[Trecho fornecido]
- - -
Outra questão é que os neoliberais se
esforçam para negar o caráter ideológico dos seus pressupostos, dando-lhes uma
aparência natural e científica.
Tal movimento tem por objetivo, também, interditar qualquer forma de debate.
Caso alguém se coloque contra seus dogmas, seu argumento logo é taxado de ideológico,
pois os princípios “científicos” são percebidos como autoevidentes e inerentes à
natureza humana.
As palavras
são usadas de modo estratégico para fechar qualquer canal de debate que pudesse
levar à discussão de ideias. Ou você aceita o “pacote completo” ou está negando
realidade.
Tais características em muito se
assemelham às seitas religiosas fundamentalistas e fascistas (proponho a leitura do texto do Foucault “Por uma Vida Não Fascista”,
pois é a esse fascismo que estou me referindo).
Na história
do Cristianismo, o Concílio
de Nicéia foi
convocado pelo imperador Constantino para dar unidade à fé cristã. No caso
do neoliberalismo, o colóquio Walter Lipmann,
realizado em 1938 em Paris, pode ser
considerado a certidão de nascimento da doutrina e o ponto de encontro das
diferentes correntes “liberais”. É interessante notar que os liberais raramente
citam esse Colóquio.
- - -
[Material apresentado]
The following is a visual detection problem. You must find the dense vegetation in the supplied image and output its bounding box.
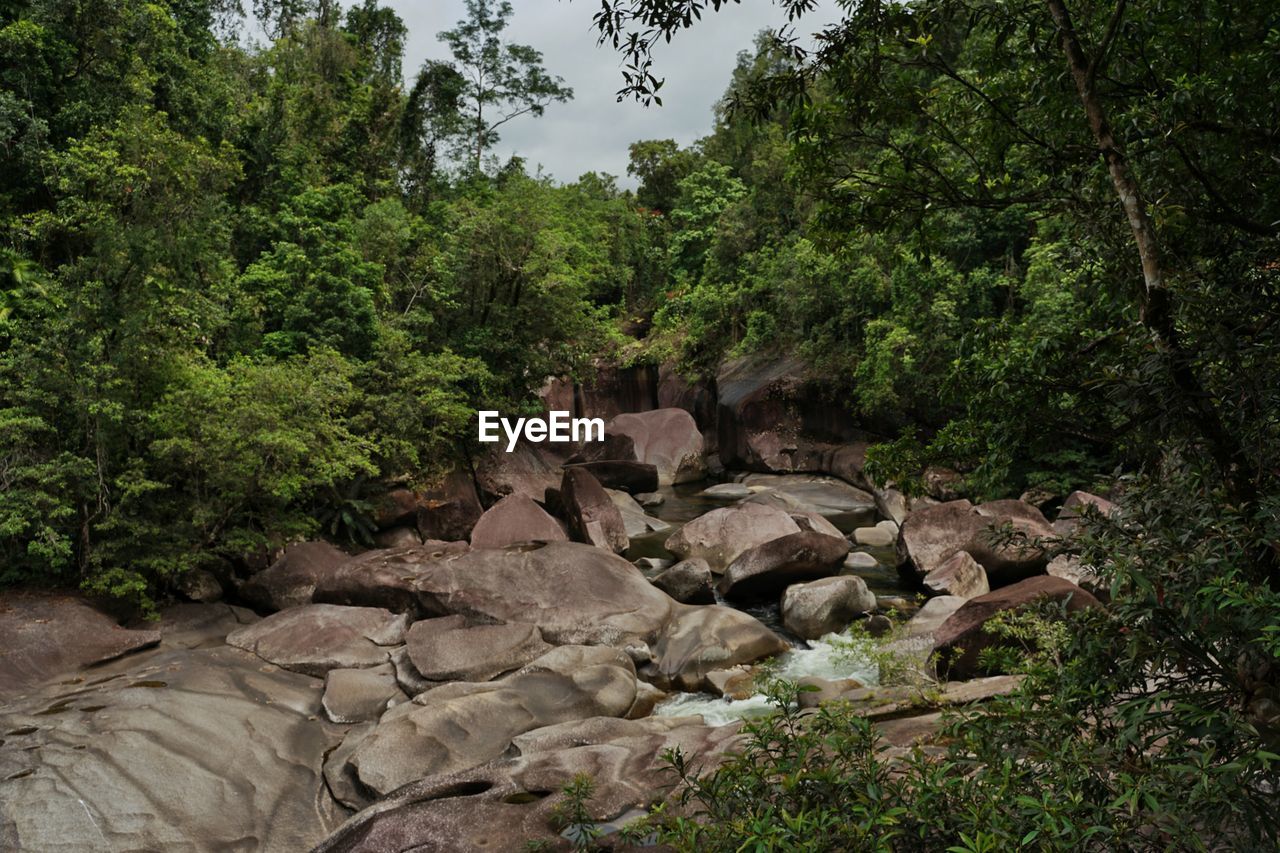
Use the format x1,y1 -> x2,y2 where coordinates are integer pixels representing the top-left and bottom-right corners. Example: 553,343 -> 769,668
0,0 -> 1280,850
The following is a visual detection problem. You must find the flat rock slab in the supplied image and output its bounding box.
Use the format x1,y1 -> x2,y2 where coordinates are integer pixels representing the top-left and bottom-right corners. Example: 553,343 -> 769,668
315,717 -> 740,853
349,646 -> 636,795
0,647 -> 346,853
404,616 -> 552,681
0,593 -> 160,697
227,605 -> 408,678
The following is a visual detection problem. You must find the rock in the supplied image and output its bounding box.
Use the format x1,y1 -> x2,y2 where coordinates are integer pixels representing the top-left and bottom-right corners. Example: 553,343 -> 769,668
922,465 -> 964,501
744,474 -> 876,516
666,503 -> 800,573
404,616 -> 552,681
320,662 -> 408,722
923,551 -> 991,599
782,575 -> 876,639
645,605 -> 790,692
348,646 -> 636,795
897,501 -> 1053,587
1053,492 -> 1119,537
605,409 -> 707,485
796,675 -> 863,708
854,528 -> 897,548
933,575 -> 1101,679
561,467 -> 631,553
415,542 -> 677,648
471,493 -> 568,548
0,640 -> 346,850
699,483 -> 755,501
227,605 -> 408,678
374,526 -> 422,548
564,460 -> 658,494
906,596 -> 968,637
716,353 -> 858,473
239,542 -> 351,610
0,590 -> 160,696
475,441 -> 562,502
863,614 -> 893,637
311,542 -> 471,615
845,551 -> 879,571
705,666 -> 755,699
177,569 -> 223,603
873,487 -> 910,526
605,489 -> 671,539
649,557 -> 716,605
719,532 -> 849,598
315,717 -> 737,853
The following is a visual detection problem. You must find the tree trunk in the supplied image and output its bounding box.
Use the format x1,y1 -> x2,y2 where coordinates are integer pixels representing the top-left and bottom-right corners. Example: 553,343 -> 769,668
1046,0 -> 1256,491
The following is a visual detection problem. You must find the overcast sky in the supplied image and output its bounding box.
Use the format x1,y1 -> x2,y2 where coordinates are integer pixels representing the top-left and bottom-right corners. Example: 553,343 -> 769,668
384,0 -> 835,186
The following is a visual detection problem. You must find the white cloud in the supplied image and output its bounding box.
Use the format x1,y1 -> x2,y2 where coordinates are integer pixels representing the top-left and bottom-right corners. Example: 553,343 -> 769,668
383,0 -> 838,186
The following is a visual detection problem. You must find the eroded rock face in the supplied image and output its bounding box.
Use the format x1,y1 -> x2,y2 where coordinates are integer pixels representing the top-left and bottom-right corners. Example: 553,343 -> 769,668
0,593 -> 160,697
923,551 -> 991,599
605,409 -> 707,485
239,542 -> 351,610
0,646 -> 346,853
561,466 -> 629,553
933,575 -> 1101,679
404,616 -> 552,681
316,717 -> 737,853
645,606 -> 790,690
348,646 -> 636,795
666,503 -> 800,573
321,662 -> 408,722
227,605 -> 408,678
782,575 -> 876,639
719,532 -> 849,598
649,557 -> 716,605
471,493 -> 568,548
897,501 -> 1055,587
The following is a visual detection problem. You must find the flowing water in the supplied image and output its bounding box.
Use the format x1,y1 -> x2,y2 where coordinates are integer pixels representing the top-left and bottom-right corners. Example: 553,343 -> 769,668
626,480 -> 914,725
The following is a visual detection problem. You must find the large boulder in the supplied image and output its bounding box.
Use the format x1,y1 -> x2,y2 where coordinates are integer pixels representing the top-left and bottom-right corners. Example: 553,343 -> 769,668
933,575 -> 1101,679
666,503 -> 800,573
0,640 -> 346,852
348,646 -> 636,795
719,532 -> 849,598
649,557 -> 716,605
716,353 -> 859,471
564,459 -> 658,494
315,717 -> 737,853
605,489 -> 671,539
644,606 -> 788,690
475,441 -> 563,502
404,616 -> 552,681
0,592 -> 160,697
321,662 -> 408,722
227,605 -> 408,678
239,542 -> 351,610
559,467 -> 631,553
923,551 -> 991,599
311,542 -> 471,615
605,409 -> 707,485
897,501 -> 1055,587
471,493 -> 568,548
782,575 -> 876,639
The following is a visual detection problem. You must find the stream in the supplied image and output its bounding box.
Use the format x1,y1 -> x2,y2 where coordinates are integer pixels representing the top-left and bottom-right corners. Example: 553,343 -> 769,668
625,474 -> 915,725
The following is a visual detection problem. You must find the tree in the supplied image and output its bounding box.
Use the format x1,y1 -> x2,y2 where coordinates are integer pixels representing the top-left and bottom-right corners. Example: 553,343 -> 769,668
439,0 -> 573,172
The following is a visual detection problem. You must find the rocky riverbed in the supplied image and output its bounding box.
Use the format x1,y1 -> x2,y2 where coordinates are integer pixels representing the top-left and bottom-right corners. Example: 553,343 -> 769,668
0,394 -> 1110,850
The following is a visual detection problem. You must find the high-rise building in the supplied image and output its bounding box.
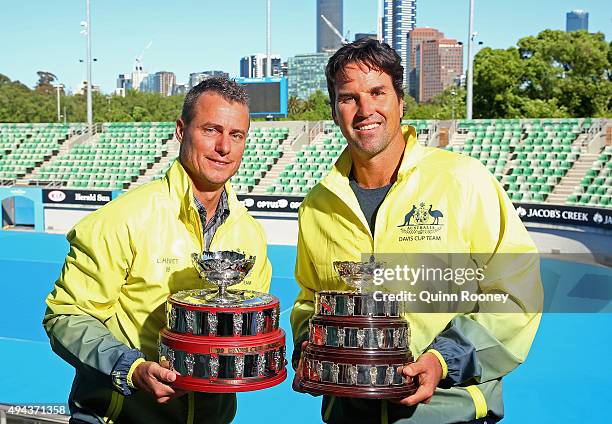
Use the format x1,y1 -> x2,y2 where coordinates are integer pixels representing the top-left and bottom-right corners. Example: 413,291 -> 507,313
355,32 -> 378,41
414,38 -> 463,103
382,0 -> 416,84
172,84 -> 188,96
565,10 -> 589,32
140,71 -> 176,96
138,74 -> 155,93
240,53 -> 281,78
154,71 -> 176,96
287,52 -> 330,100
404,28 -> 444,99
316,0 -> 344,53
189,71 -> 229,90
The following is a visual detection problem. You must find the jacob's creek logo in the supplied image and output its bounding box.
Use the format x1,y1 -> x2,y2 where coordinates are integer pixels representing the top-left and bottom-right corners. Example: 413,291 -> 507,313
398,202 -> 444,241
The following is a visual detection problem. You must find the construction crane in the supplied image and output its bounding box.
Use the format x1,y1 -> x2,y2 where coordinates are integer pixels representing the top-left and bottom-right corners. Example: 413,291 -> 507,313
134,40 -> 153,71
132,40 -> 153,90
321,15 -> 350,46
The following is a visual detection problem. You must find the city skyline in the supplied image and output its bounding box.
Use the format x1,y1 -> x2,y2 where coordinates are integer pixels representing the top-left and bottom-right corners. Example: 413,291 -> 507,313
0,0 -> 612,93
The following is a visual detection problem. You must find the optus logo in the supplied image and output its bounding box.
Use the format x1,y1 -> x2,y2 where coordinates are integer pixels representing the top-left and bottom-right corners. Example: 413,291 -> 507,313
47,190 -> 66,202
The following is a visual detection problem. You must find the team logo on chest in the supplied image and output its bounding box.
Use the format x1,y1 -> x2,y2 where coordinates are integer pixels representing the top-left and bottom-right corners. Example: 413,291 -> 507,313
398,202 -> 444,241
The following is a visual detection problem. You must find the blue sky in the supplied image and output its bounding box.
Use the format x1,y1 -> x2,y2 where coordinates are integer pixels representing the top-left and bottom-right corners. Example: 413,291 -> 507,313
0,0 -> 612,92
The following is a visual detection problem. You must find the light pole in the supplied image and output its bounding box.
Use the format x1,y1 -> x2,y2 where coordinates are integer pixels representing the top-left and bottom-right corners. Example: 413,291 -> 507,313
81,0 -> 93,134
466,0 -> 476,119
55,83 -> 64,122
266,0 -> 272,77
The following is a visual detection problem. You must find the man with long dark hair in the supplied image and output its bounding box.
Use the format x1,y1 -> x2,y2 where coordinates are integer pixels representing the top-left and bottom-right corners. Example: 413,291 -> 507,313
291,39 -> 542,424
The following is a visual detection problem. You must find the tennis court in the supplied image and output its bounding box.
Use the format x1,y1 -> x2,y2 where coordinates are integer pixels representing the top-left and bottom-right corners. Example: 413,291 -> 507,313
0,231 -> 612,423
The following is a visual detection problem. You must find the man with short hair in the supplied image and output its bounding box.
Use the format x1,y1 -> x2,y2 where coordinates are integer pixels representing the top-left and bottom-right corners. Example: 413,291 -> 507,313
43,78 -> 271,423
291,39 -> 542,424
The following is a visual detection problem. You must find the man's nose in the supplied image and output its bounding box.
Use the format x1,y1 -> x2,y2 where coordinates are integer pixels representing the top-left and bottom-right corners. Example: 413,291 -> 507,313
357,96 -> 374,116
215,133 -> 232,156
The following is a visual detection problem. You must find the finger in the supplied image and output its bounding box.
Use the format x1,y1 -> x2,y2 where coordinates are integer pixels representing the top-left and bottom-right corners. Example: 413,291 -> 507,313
- - -
[Tarefa proposta] Por favor, dê continuidade ao texto sobre o neoliberalismo a partir da última frase dele.

[Resposta à tarefa]
Por que um
evento tão importante para o neoliberalismo permanece à margem dos grupos que
dedicam a vida a estudar o tema? A resposta não é complicada. O Colóquio
aconteceu num momento em que as ideias ainda não estavam estruturadas e, por
isso, houve amplo debate. Nos anos 1960, o neoliberalismo conquistou uma coesão
e construiu uma narrativa coerente do mundo. Lembrar do período anterior,
quando os dogmas ainda eram discutidos e questionados, não faz bem a uma filosofia
que se pretende totalizante e capaz de explicar todas as contradições do
capitalismo. Nesse aspecto, inclusive,
eles muito se assemelham ao demonizado Stalinismo.
Até o
prefixo “neo” os incomoda, pois ele lembra aos fiéis que o liberalismo falhou. Se existe algo novo é porque a
primeira versão teve de ser reformulada. E a possibilidade de admitir qualquer
tipo de falha os assusta. Melhor esquecer que o liberalismo gerou monopólios,
que ele concentrou poder, que as desigualdades aumentaram, que tais
desdobramentos culminaram na Crise de 1929.
Quem estava
presente no Colóquio Walter Lippmann e o que estava sendo discutido?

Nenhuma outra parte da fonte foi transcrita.